## Given request
Format the stretch of entries from the start through the line containing "(1307, 465)" as a JSON list of strings, with one string per line and no blank lines. Leave the pictures out of the answer.

— Start Stored data —

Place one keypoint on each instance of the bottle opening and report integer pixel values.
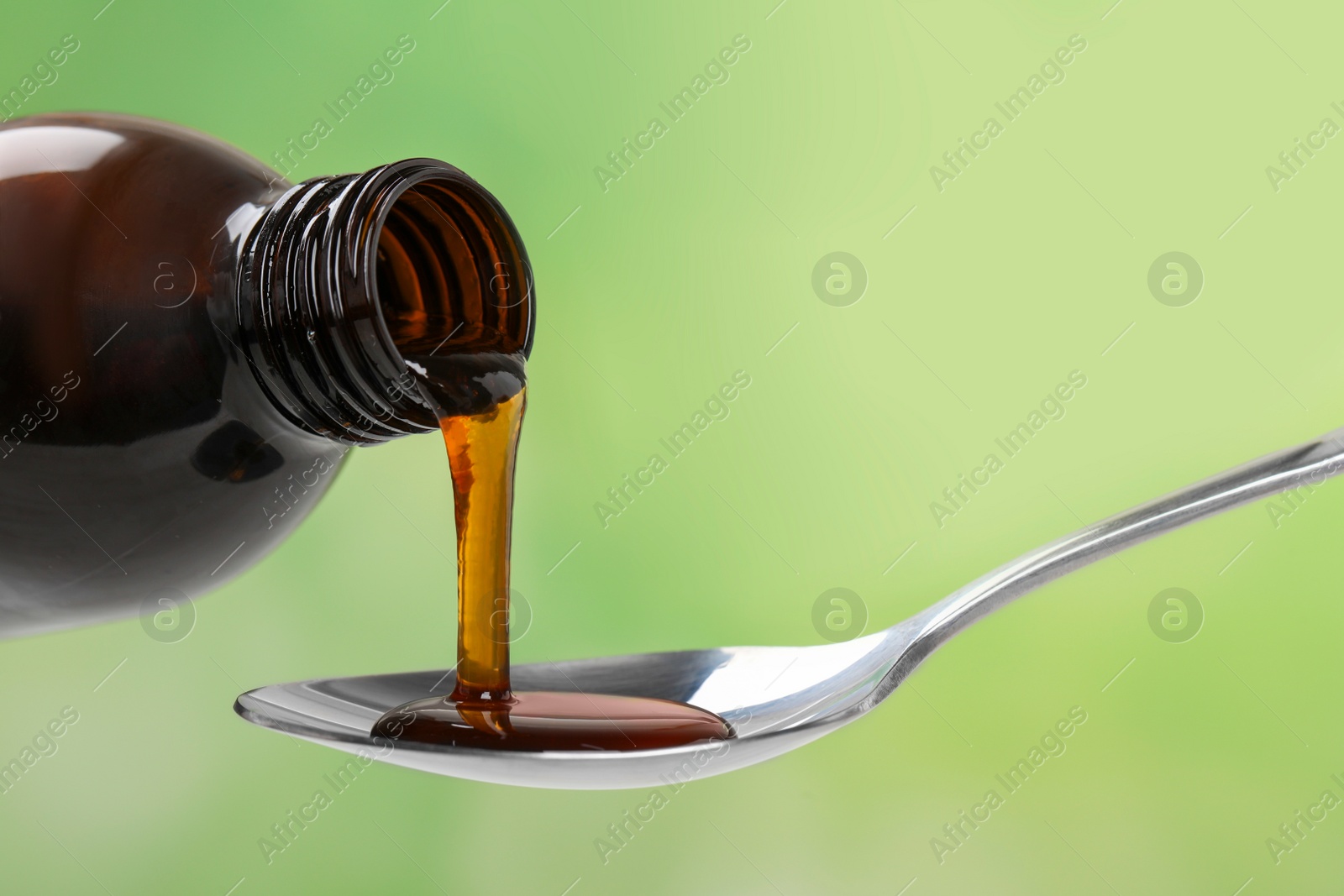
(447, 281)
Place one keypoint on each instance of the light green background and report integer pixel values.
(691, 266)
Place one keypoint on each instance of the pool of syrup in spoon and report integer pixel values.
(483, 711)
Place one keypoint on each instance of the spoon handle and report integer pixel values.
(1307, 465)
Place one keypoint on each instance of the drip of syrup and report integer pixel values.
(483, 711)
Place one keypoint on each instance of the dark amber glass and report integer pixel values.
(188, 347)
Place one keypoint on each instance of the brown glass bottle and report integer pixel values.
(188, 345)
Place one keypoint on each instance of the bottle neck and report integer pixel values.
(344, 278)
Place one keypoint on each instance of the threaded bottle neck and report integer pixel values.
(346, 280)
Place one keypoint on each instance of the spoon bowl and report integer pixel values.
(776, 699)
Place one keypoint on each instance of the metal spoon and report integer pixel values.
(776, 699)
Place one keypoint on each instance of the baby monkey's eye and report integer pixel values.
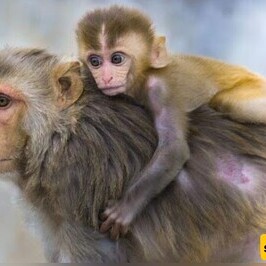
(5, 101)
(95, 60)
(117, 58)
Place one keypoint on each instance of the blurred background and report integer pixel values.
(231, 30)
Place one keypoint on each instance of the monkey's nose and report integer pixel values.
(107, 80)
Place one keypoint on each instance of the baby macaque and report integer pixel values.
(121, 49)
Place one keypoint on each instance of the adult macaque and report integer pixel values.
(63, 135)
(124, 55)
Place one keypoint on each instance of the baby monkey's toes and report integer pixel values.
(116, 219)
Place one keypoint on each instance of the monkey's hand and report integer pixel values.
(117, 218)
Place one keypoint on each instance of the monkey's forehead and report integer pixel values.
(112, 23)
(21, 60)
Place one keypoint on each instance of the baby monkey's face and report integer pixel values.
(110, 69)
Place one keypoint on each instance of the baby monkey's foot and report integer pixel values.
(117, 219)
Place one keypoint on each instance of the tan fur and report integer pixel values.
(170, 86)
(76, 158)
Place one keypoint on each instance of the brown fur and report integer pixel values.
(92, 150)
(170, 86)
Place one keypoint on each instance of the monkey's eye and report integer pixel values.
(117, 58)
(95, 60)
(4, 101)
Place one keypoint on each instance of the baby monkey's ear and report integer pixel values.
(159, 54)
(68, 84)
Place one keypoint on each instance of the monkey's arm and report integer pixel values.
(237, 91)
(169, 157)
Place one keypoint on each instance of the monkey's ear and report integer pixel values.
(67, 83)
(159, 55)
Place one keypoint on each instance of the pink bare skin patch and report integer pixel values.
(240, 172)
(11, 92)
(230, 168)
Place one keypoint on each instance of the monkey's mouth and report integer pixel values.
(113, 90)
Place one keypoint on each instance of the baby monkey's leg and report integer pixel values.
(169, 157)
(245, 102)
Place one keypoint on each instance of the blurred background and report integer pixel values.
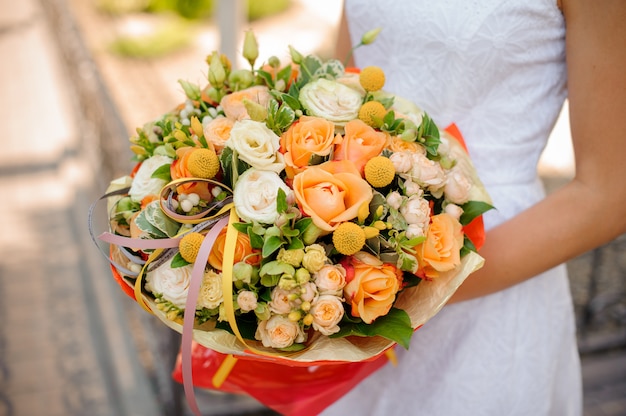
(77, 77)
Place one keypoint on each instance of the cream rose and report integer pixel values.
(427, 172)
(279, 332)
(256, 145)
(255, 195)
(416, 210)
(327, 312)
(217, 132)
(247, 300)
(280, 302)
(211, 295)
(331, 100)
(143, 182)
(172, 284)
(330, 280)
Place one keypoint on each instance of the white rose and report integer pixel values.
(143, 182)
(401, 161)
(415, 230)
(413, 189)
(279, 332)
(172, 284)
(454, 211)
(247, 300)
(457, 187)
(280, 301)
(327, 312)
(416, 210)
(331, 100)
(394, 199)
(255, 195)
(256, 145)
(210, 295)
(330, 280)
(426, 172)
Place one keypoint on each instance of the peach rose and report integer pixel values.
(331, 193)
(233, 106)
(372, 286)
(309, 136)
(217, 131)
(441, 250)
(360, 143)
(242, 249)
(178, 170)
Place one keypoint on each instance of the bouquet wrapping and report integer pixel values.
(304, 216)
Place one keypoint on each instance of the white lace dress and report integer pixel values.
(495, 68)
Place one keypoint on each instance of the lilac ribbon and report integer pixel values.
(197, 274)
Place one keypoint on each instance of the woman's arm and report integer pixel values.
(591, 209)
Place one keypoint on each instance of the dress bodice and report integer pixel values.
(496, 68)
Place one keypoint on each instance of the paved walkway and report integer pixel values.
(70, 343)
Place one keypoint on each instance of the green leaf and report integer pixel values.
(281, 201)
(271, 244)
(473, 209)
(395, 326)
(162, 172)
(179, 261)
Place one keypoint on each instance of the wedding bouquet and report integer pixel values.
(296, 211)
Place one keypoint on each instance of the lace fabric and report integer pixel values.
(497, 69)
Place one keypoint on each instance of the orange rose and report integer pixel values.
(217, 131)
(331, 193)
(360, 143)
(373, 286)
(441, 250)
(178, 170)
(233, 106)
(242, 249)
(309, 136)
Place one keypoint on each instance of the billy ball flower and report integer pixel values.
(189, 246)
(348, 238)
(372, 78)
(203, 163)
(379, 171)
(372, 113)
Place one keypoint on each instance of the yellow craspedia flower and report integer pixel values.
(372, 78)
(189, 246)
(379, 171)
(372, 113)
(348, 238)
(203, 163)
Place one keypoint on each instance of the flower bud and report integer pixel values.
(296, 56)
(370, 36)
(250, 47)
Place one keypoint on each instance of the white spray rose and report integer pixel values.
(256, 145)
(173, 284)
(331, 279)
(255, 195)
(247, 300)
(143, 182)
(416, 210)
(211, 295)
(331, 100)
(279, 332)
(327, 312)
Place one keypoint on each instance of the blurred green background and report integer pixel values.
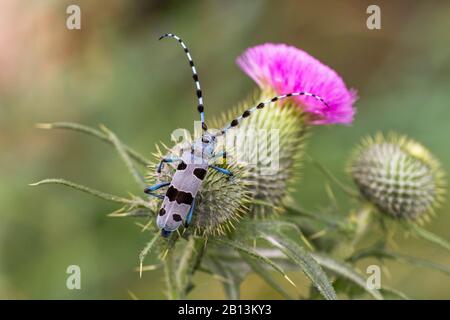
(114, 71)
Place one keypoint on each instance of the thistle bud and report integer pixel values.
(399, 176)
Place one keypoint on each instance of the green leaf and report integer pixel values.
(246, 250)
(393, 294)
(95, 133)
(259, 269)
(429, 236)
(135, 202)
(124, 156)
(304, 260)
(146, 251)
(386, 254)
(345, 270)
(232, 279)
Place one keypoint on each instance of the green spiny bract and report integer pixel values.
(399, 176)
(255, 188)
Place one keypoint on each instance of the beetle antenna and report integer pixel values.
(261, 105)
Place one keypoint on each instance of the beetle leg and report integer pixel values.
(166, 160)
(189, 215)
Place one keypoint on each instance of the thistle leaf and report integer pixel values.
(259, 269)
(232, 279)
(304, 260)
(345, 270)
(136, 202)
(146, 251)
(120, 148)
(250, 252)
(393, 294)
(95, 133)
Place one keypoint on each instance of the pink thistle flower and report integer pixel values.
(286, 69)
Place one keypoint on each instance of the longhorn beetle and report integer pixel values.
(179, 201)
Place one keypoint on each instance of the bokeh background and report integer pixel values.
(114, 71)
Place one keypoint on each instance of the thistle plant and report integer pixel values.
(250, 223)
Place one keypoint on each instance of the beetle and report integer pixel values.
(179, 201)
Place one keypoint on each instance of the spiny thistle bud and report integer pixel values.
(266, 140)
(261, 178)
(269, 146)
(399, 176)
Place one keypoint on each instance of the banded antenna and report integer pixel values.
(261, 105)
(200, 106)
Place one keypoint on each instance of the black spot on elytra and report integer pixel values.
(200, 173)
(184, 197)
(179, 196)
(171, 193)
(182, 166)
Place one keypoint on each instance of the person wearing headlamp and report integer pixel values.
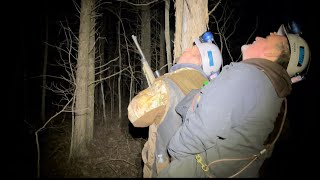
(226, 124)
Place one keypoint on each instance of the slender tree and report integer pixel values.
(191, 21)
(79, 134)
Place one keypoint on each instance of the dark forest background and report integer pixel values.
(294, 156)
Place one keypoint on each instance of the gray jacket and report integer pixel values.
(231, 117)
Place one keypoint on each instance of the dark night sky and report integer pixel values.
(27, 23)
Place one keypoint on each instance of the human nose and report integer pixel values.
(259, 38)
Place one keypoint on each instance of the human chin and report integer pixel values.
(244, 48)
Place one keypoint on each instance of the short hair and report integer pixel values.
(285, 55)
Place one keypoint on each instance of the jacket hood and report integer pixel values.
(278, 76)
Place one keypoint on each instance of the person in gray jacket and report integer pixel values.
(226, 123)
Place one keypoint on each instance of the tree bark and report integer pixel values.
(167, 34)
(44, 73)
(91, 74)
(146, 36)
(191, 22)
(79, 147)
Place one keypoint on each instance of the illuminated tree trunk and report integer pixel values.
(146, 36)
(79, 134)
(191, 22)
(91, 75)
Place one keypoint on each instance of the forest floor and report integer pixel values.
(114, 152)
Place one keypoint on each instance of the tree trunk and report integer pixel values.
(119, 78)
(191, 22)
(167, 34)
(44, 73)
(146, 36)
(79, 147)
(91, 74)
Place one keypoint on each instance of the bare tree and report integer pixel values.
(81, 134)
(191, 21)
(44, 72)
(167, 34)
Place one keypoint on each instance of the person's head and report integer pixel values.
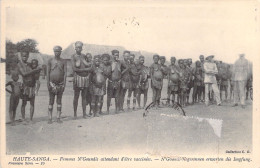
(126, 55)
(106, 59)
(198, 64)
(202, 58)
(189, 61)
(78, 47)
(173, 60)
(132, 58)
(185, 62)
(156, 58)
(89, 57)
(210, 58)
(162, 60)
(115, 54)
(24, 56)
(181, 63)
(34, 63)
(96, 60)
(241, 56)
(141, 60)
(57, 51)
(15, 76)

— End Stored data —

## Final answer
[
  "Place one keypoint on each instance of the bottle opening and report integer pixel values.",
  "(447, 281)",
  "Place one keypoint on each instance of the light green background and report integer pixel values.",
  "(691, 266)",
  "Place one keypoint on each instance of the pool of syrup in spoon and report integer pixel values.",
  "(483, 711)",
  "Place one keypoint on each instance of the spoon handle and report integer pixel values.",
  "(1307, 465)"
]